==== Vorliegender Textauszug

Shell plant größtes Wasserstoff-Projekt Europas

Von: Kathrin Witsch

In den Niederlanden soll die bisher größte Wasserstoffproduktion Europas entstehen. Die Idee: Strom speicherbar machen. Von dem Plan könnte auch Deutschland profitieren.

Innerhalb von zehn Jahren soll vor der Küste Nordhollands für das NortH2 genannte Projekt ein Mega-Windpark von einer Größe zwischen drei und vier Gigawatt entstehen. dpa

Windpark

Innerhalb von zehn Jahren soll vor der Küste Nordhollands für das NortH2 genannte Projekt ein Mega-Windpark von einer Größe zwischen drei und vier Gigawatt entstehen.

Düsseldorf Schon einmal haben die Niederländer die europäische Energielandschaft neu sortiert. Damals war es die Entdeckung der unterirdischen Erdgasreserven in dem nördlich gelegenen Groningen, die das kleine EU-Land auf einmal in die Liga der ganz Großen katapultierte. Jetzt könnte das Land die nächste Energierevolution anstoßen.

========
==== Vorliegende Einträge

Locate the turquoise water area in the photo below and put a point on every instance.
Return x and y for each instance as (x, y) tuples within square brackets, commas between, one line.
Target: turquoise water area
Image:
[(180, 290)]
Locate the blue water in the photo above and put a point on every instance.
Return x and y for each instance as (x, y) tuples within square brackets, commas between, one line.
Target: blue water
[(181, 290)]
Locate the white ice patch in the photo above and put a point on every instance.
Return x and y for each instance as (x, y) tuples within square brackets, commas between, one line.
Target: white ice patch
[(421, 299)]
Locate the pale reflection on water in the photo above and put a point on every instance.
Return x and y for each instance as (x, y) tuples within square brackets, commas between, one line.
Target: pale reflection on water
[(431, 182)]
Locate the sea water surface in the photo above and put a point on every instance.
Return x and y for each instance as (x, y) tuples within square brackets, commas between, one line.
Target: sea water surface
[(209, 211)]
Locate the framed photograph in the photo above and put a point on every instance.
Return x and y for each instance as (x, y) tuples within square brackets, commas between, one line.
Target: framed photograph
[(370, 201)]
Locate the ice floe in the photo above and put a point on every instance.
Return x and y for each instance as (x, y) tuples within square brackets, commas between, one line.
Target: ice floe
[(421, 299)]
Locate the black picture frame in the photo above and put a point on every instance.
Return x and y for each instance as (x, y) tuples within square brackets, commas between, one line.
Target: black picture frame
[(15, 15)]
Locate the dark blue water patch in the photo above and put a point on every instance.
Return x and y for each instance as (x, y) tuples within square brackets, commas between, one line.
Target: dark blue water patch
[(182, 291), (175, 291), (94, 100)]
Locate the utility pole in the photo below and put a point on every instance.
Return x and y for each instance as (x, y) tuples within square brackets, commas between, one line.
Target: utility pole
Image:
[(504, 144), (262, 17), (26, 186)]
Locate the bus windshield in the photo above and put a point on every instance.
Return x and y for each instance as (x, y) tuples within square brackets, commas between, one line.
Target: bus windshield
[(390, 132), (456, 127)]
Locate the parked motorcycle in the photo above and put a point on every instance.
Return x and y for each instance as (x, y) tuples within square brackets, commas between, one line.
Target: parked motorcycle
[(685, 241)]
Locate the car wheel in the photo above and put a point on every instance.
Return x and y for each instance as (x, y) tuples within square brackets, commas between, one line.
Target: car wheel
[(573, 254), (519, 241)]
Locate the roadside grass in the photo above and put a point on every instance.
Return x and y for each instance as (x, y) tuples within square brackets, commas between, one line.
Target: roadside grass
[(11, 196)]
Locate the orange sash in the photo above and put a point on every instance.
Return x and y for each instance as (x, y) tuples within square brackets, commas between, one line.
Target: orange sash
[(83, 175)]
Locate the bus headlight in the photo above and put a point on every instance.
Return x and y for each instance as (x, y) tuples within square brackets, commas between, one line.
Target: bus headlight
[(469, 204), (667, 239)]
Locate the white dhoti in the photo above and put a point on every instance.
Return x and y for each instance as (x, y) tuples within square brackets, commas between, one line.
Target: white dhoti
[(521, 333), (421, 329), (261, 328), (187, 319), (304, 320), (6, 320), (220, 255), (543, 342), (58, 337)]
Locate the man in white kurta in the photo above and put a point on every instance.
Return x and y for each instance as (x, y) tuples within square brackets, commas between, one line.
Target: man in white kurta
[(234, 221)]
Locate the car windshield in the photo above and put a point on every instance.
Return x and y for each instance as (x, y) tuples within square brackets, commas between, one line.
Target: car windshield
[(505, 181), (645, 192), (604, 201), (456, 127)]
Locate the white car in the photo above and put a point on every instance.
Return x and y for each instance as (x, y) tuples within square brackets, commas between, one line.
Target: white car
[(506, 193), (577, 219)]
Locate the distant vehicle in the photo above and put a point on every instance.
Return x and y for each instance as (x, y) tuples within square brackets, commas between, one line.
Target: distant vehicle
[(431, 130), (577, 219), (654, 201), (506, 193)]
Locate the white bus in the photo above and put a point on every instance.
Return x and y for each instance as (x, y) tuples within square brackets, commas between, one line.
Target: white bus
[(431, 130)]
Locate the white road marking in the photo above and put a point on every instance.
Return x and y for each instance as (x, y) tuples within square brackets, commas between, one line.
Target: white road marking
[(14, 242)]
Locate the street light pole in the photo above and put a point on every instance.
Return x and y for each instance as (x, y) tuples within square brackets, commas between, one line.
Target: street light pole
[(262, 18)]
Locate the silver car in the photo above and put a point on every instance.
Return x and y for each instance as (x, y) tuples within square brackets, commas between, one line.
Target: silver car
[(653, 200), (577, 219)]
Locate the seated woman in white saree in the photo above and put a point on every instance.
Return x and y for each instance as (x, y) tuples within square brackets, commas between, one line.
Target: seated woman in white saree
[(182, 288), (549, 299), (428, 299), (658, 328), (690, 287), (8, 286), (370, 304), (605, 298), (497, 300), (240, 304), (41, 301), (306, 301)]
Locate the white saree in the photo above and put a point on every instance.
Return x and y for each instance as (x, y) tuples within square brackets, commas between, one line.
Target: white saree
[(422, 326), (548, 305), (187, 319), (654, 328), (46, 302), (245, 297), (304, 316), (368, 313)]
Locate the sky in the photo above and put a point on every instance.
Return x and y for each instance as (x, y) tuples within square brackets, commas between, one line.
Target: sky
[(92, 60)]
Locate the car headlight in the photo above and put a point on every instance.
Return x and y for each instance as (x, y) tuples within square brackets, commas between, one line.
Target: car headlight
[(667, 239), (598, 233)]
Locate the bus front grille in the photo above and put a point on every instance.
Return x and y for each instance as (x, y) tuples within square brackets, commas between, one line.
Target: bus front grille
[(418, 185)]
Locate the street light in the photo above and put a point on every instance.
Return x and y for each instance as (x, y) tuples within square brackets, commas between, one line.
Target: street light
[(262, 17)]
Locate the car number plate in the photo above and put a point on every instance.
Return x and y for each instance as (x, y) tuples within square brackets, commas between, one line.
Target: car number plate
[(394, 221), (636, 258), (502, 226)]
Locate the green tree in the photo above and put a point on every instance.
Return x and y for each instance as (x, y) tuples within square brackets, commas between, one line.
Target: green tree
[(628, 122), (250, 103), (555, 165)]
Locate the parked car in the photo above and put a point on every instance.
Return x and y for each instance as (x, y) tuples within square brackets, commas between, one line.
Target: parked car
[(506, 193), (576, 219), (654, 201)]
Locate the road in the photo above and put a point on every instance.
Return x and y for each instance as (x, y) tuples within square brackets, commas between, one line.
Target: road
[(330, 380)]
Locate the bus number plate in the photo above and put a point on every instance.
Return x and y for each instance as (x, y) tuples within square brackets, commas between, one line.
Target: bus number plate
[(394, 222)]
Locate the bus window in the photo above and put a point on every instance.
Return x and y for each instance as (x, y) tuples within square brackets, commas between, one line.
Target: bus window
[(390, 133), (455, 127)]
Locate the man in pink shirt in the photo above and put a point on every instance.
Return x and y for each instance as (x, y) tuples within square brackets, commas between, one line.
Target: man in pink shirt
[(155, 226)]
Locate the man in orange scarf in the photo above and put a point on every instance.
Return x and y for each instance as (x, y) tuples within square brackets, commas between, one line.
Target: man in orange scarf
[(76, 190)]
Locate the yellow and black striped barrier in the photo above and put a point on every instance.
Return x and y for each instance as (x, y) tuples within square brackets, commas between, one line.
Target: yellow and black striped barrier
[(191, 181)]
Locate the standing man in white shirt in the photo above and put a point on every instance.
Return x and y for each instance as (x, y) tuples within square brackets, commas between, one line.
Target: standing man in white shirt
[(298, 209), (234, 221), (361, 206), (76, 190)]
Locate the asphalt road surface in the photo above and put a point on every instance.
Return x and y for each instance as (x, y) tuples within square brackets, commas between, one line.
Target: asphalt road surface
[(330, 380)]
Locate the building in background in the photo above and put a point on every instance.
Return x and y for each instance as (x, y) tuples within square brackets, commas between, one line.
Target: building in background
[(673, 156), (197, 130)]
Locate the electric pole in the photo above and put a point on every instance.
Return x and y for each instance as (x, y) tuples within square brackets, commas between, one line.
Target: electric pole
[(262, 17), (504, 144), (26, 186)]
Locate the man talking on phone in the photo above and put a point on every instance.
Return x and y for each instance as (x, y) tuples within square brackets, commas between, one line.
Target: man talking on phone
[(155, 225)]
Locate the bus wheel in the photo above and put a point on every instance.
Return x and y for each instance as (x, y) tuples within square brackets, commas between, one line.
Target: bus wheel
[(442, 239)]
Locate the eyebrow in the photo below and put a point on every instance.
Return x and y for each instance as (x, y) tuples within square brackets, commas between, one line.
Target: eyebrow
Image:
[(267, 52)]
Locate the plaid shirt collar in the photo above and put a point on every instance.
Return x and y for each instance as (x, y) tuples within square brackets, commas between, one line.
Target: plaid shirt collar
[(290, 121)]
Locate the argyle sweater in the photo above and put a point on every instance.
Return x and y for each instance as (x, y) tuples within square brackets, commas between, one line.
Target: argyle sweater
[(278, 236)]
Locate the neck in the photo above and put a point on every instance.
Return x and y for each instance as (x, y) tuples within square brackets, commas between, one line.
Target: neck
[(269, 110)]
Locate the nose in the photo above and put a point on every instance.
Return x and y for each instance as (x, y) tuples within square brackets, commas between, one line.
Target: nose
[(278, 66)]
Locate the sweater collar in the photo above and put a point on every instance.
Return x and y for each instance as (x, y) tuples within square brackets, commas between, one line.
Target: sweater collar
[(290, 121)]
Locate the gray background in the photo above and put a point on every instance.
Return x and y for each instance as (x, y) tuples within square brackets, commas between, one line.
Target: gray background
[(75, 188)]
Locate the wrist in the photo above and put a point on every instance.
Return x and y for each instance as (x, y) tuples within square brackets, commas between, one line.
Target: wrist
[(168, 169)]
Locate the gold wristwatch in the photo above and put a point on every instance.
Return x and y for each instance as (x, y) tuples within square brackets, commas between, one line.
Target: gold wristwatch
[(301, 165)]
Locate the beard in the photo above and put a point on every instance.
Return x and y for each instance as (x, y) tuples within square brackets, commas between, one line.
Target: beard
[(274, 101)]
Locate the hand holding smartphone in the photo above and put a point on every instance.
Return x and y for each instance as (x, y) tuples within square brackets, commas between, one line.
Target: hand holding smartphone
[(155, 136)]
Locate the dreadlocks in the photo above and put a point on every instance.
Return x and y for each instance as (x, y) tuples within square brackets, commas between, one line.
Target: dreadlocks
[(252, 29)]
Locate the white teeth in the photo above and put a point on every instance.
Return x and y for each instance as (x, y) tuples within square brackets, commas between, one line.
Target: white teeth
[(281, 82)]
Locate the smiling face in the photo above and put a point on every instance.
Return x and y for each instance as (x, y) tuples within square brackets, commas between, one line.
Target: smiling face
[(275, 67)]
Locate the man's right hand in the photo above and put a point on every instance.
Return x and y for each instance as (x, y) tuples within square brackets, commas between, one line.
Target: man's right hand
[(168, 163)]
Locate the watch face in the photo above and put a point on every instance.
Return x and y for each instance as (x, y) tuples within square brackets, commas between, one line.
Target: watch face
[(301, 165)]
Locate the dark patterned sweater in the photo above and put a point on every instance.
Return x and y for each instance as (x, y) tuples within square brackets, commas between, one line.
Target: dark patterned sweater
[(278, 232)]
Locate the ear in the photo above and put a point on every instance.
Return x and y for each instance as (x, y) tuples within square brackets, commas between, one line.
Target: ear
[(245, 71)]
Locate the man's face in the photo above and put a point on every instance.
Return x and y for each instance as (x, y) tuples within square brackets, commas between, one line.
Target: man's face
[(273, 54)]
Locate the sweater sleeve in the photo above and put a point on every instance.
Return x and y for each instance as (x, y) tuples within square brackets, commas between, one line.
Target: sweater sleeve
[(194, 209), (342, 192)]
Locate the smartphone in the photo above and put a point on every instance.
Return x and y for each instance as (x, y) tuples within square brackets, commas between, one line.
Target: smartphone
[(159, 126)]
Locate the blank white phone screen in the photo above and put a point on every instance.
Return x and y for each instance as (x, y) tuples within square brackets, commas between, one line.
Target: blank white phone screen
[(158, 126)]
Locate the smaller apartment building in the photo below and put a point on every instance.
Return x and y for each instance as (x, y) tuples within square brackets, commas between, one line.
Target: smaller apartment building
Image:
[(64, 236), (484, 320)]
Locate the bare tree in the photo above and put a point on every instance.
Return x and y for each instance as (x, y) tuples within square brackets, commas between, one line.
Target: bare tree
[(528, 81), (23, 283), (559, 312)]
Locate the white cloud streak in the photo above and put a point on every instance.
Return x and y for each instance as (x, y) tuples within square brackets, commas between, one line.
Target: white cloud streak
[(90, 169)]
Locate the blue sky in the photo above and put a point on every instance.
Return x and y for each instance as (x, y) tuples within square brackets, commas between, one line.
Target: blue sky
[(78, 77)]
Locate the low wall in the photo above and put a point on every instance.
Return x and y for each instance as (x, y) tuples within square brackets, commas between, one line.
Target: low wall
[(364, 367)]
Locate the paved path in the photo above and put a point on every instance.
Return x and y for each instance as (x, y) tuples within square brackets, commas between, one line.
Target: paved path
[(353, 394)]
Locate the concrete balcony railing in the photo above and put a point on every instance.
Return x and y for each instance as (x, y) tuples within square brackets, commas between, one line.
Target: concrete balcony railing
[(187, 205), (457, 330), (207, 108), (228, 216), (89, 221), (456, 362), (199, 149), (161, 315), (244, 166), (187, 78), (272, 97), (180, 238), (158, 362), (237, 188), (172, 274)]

========

### [Aufgaben]
**A)** Schreiben Sie aus dem Textauszug über das Wasserstoffprojekt die Stelle ab, die mit „Shell plant größtes“ beginnt und bis „auch Deutschland profitieren.“ reicht.
**B)** Geben Sie die Einträge wortgetreu wieder, und zwar vom Anfang der Einträge bis einschließlich der Zeile mit „[(180, 290)]“.

### [Ergebnisse je Aufgabe]
**A)**
Shell plant größtes Wasserstoff-Projekt Europas

Von: Kathrin Witsch

In den Niederlanden soll die bisher größte Wasserstoffproduktion Europas entstehen. Die Idee: Strom speicherbar machen. Von dem Plan könnte auch Deutschland profitieren.

**B)**
Locate the turquoise water area in the photo below and put a point on every instance.
Return x and y for each instance as (x, y) tuples within square brackets, commas between, one line.
Target: turquoise water area
Image:
[(180, 290)]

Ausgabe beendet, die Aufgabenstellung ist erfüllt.